> [Task details] Some lines in the material below hold the word "white". Copy all of them.

....................

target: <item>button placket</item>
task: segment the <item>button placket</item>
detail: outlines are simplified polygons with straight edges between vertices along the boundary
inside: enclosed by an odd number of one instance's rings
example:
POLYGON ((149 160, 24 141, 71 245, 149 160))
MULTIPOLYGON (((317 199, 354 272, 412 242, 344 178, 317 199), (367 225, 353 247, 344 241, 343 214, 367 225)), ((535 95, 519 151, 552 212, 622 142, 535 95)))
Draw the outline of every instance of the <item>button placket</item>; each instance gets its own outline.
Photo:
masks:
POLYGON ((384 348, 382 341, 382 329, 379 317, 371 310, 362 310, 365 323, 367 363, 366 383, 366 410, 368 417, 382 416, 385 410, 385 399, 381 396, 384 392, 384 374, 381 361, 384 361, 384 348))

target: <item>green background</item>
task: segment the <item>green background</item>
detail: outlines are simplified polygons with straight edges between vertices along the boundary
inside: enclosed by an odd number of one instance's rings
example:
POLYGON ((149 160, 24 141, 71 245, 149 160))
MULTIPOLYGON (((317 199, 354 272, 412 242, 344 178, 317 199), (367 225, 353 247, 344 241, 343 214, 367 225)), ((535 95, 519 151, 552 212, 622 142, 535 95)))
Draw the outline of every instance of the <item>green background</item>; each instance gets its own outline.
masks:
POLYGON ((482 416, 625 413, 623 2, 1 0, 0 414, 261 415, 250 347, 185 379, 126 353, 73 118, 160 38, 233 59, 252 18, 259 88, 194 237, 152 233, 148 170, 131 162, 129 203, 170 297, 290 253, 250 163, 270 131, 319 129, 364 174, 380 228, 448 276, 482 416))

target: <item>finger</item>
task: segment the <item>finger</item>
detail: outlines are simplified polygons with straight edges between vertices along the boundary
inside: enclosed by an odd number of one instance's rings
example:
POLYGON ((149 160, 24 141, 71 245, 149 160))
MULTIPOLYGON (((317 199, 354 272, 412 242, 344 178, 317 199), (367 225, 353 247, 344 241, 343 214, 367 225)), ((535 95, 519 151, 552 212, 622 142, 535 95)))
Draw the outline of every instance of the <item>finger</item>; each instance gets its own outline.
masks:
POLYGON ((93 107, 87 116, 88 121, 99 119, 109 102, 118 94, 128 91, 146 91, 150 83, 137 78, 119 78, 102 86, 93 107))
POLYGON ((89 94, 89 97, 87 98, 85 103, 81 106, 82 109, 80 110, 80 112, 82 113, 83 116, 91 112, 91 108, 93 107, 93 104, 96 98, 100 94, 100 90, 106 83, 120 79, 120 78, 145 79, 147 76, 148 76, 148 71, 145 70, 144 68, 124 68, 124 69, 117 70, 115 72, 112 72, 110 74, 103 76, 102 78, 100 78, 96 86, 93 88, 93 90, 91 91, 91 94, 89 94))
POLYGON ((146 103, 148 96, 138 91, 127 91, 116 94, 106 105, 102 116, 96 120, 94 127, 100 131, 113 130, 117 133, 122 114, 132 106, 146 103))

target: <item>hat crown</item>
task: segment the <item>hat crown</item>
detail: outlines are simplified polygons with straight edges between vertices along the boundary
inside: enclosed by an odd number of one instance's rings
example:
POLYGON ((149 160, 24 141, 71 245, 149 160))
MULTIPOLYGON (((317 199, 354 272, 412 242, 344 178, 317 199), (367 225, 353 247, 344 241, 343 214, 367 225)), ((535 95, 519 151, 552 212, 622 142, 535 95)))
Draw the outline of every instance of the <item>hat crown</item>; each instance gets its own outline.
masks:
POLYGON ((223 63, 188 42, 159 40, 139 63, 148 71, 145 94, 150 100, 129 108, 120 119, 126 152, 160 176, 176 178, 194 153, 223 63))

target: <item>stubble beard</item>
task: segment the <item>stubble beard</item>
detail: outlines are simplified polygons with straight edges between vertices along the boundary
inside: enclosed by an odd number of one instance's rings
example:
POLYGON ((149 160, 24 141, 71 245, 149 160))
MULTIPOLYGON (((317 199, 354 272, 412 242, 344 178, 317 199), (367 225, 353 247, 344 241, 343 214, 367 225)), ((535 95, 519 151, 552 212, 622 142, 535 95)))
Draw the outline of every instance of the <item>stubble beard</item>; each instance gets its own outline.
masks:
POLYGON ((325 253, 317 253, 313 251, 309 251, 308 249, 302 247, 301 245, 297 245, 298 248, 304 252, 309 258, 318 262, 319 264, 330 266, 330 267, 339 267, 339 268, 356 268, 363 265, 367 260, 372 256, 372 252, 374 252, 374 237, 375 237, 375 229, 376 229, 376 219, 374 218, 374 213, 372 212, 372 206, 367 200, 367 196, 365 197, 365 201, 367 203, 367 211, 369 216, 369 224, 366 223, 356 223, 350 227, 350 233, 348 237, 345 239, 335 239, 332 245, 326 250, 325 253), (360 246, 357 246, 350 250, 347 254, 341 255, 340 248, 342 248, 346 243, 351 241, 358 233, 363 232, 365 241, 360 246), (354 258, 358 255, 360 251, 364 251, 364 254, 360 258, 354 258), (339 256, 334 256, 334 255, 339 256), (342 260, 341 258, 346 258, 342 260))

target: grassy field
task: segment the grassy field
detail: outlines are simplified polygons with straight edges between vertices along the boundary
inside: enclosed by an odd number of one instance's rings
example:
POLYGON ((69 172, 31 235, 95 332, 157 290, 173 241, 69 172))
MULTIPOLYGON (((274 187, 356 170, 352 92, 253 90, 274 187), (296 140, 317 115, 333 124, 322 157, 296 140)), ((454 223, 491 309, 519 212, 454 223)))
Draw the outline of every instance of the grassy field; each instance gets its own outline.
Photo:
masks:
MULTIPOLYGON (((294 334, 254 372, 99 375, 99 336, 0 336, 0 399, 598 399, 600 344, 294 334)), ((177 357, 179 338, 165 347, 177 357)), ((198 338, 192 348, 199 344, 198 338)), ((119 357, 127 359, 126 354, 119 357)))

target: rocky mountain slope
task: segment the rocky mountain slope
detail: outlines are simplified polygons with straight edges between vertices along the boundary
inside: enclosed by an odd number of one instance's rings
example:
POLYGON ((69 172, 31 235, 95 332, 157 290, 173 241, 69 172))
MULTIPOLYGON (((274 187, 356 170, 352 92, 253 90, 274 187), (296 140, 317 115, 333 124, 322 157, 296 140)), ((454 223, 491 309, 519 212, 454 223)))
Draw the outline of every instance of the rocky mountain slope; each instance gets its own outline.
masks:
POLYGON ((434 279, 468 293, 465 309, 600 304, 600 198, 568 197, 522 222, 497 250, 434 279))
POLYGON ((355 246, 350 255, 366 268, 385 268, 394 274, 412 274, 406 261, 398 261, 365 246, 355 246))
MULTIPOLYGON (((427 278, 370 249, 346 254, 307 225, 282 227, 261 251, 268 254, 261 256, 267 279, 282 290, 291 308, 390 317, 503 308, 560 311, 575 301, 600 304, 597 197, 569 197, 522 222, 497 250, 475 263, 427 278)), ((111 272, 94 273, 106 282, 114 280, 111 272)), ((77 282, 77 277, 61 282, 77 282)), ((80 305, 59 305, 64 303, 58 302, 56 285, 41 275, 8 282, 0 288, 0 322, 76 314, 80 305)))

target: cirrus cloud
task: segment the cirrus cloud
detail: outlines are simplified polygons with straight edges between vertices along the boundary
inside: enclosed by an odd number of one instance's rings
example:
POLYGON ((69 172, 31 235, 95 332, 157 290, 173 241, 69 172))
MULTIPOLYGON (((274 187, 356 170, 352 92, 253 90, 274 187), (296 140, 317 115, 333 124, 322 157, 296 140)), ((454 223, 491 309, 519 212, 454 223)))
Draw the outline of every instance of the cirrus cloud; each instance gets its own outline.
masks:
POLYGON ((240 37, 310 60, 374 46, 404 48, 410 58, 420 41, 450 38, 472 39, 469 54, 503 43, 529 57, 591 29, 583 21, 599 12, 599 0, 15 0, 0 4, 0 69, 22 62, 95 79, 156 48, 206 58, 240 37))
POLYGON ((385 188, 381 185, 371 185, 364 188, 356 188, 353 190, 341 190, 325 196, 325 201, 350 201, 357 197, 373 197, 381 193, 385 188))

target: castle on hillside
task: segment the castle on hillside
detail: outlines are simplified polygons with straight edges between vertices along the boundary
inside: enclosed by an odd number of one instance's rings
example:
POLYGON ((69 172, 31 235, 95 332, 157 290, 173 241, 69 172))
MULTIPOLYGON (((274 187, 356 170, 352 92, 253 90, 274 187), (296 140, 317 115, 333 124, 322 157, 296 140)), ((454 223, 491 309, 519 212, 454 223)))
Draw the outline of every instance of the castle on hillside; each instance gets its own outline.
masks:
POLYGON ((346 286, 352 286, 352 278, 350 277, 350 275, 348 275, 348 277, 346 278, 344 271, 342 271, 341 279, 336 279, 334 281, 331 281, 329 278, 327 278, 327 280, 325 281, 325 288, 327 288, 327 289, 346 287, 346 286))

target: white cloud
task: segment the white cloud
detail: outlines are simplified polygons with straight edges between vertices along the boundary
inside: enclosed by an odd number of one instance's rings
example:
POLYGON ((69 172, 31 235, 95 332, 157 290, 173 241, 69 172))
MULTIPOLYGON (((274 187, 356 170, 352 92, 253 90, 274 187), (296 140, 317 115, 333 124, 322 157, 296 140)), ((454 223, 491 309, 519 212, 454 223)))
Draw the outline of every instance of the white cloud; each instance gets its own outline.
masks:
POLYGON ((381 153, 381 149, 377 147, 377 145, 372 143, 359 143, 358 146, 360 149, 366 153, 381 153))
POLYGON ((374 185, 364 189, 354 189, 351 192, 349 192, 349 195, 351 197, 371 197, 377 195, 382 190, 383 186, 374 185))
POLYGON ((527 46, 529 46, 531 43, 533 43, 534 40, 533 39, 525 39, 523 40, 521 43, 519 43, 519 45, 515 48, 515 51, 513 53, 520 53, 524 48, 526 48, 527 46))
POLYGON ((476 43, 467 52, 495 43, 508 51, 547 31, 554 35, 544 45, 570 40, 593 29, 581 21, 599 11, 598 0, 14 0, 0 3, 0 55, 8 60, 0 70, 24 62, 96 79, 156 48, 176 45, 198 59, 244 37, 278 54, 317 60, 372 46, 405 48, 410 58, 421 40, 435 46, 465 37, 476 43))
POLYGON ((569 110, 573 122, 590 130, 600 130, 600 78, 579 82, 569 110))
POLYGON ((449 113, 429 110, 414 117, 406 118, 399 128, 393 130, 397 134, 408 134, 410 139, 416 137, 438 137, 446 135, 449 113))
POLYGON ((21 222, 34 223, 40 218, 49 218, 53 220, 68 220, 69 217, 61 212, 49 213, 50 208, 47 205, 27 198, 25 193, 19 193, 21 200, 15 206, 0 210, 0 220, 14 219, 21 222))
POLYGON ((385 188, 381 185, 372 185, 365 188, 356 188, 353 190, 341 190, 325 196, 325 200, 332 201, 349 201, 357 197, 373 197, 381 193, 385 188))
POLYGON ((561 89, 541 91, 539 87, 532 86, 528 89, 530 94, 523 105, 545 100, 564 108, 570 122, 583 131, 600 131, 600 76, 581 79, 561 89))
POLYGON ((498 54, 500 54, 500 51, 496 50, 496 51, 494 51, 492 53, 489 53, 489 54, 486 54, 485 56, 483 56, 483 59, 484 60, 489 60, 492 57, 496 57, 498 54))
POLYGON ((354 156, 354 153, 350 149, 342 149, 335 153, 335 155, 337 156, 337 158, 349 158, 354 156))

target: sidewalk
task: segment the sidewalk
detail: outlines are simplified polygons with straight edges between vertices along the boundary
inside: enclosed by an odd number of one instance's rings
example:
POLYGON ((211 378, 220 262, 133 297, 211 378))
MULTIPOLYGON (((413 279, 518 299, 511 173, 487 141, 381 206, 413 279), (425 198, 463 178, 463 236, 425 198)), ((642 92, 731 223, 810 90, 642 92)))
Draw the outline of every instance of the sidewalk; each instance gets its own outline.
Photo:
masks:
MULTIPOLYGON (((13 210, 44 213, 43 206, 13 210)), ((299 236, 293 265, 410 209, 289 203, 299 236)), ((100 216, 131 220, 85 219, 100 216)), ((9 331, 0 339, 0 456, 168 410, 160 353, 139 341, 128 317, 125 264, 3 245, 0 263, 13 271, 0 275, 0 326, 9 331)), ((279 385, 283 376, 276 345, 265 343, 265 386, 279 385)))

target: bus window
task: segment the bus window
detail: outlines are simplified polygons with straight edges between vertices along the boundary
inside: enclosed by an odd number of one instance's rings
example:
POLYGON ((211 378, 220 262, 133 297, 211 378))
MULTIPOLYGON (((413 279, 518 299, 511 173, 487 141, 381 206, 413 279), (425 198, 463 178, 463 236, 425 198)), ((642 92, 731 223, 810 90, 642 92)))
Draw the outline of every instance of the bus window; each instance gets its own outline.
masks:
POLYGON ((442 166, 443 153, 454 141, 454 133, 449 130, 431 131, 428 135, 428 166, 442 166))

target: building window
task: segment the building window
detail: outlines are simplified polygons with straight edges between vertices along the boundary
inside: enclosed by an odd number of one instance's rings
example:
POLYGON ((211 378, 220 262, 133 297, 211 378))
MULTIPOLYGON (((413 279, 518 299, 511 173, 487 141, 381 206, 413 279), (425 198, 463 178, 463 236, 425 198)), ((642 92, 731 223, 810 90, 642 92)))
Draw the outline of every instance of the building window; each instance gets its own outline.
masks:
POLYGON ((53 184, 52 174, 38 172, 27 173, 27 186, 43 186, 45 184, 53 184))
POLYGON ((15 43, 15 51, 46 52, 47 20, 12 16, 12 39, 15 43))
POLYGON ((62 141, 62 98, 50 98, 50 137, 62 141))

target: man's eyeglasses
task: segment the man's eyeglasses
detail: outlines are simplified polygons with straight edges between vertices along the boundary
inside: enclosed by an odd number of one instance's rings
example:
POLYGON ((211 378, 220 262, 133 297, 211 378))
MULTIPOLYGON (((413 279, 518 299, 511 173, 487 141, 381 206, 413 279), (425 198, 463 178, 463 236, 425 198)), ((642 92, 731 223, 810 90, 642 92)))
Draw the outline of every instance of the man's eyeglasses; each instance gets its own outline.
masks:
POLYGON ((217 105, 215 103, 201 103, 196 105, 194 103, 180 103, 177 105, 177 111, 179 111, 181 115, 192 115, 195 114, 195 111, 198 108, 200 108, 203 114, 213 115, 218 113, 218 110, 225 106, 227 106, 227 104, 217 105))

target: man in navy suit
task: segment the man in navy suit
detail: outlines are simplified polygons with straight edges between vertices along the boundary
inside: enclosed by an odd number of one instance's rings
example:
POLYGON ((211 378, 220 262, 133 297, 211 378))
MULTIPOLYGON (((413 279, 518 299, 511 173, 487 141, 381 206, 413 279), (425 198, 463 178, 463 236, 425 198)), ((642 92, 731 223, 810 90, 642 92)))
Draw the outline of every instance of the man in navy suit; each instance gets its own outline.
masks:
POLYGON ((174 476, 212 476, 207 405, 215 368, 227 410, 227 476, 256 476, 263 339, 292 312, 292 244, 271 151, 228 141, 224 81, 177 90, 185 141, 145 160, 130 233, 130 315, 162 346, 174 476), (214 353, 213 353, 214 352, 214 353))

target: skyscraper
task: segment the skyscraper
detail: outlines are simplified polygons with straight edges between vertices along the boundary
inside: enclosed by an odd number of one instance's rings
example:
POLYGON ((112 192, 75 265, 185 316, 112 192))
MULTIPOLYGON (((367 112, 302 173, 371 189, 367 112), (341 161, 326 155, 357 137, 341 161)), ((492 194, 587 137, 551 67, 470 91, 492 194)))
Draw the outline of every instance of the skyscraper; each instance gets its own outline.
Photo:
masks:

....................

> [Answer for the task]
target: white cloud
task: segment the white cloud
Draw the outline of every instance of the white cloud; each instance gets its own outline.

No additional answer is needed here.